### Excerpted passage ###
LETTERS TO THE EDITOR

RE: TEN COMMANDMENTS

Editor’s Note: This letter is in regards to last week’s Capital Highlights installment.

Gary Borders’ concise reporting regarding the continual legal wrangling over placing copies of the Ten Commandments in classrooms (April 29 Edition) highlights an overly legalistic and atomizing tendency in our culture.

Judaism and its offspring Christianity are intellectual and historical taproots of our civilization which should be understood by all educated citizens.

Many of the founding fathers read Hebrew, Greek, and Latin so they learned the wisdom as well as the turmoil of history in the original. Our founding documents reflect that.

“All men are created equal and endowed by their Creator…,” are ideas based in the Torah and spread by Christianity. In the classroom setting, it is irrelevant whether students believe in either or any religion but very important that they understand the grand sweep of human history.

The Ten Commandments are a welcoming portal into our shared intellectual wealth. Some of your older readers will remember the film “The King and I.”
###
# Requirement
For each statement, say yes or no to whether it agrees with the letter on the Ten Commandments, and quote the words of the letter that decide it. 1. The letter responds to reporting by Gary Borders. 2. The letter says the founding fathers read only Latin. 3. The letter holds that students in the classroom must believe in a religion. The data is separate from the letter on the Ten Commandments and has no connection to it.
### Dataset entries ###
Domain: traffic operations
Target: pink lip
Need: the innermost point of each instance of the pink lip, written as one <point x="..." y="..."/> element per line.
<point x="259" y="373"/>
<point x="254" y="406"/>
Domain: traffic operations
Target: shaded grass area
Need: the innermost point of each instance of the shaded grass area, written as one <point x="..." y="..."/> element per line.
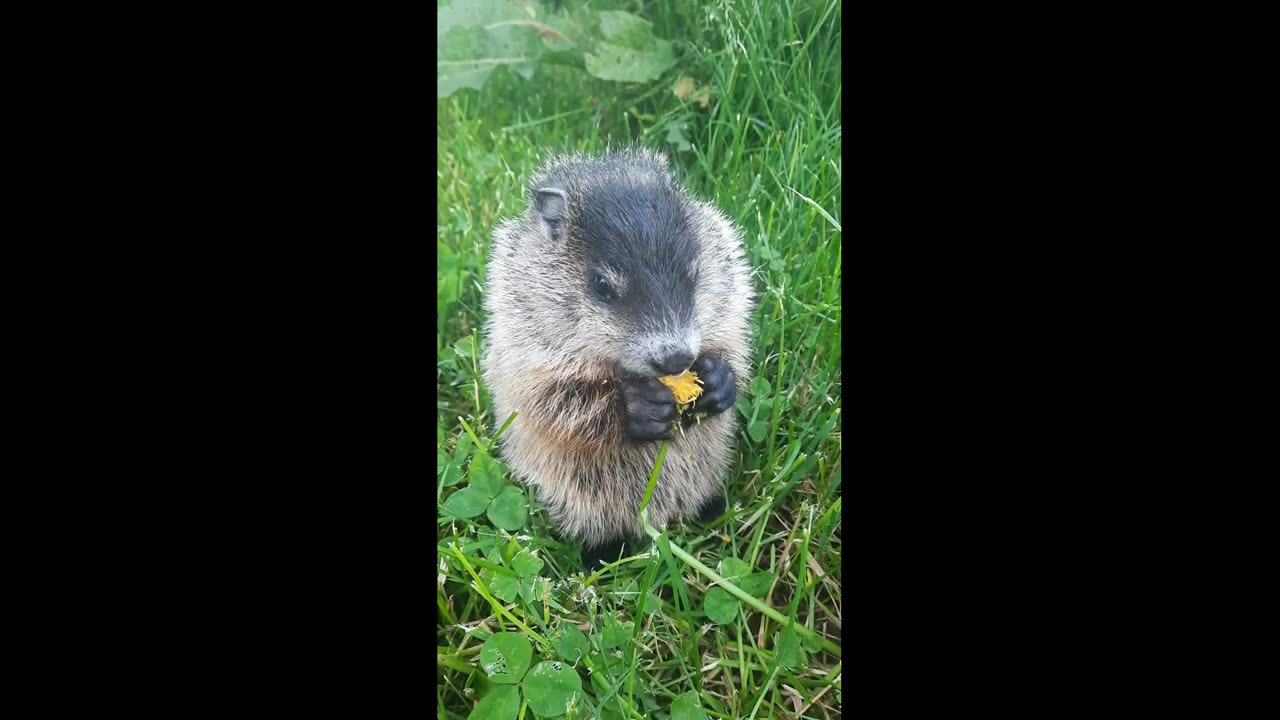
<point x="766" y="149"/>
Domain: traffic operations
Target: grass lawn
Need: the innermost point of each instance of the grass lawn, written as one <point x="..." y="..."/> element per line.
<point x="649" y="637"/>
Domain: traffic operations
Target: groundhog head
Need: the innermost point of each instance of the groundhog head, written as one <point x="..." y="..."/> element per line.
<point x="626" y="260"/>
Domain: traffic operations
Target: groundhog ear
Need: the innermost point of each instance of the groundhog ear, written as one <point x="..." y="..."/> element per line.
<point x="549" y="203"/>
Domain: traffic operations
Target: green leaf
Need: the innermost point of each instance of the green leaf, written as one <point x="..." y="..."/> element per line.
<point x="626" y="30"/>
<point x="741" y="575"/>
<point x="529" y="588"/>
<point x="452" y="475"/>
<point x="630" y="53"/>
<point x="570" y="642"/>
<point x="506" y="657"/>
<point x="504" y="587"/>
<point x="462" y="450"/>
<point x="501" y="703"/>
<point x="485" y="474"/>
<point x="720" y="606"/>
<point x="625" y="64"/>
<point x="616" y="633"/>
<point x="787" y="646"/>
<point x="510" y="510"/>
<point x="552" y="688"/>
<point x="466" y="55"/>
<point x="526" y="564"/>
<point x="686" y="707"/>
<point x="757" y="583"/>
<point x="813" y="643"/>
<point x="467" y="502"/>
<point x="676" y="136"/>
<point x="734" y="569"/>
<point x="462" y="347"/>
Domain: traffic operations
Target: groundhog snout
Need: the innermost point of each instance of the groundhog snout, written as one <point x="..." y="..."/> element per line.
<point x="672" y="361"/>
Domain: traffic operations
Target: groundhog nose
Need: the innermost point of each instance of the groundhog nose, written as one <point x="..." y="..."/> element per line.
<point x="673" y="363"/>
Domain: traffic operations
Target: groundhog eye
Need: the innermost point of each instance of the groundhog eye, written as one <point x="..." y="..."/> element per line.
<point x="602" y="287"/>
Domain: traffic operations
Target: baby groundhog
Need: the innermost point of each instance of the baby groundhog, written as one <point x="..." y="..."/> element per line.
<point x="613" y="278"/>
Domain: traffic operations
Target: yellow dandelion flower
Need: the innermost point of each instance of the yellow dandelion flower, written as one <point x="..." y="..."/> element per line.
<point x="686" y="387"/>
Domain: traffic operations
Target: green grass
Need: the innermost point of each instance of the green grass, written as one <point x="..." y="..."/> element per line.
<point x="767" y="151"/>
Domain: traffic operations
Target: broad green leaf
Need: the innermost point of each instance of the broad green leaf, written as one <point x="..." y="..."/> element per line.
<point x="676" y="136"/>
<point x="510" y="510"/>
<point x="720" y="606"/>
<point x="732" y="569"/>
<point x="467" y="502"/>
<point x="530" y="588"/>
<point x="552" y="688"/>
<point x="506" y="657"/>
<point x="741" y="575"/>
<point x="686" y="707"/>
<point x="503" y="586"/>
<point x="626" y="30"/>
<point x="501" y="703"/>
<point x="626" y="64"/>
<point x="570" y="642"/>
<point x="526" y="564"/>
<point x="485" y="474"/>
<point x="757" y="583"/>
<point x="787" y="646"/>
<point x="466" y="55"/>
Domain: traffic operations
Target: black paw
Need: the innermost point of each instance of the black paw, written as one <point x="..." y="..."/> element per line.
<point x="597" y="555"/>
<point x="712" y="509"/>
<point x="649" y="409"/>
<point x="720" y="386"/>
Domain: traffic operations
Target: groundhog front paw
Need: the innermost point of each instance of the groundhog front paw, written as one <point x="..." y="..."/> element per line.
<point x="649" y="411"/>
<point x="720" y="384"/>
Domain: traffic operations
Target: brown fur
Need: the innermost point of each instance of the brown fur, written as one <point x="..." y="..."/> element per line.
<point x="552" y="356"/>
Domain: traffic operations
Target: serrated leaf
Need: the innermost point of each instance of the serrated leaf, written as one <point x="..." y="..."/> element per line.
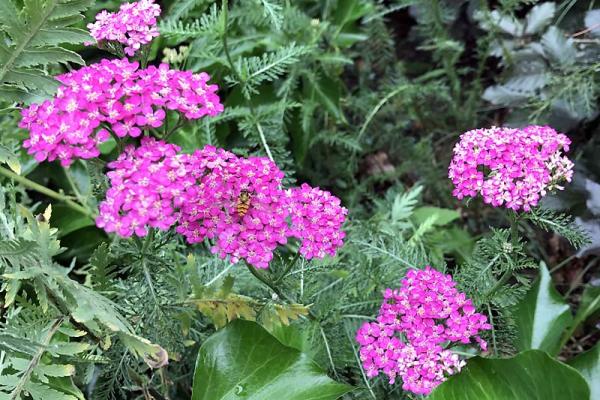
###
# Problem solution
1. Yes: "Gary Borders’ concise reporting regarding the continual legal wrangling over placing copies of the Ten Commandments in classrooms"
2. No: "Many of the founding fathers read Hebrew, Greek, and Latin"
3. No: "it is irrelevant whether students believe in either or any religion"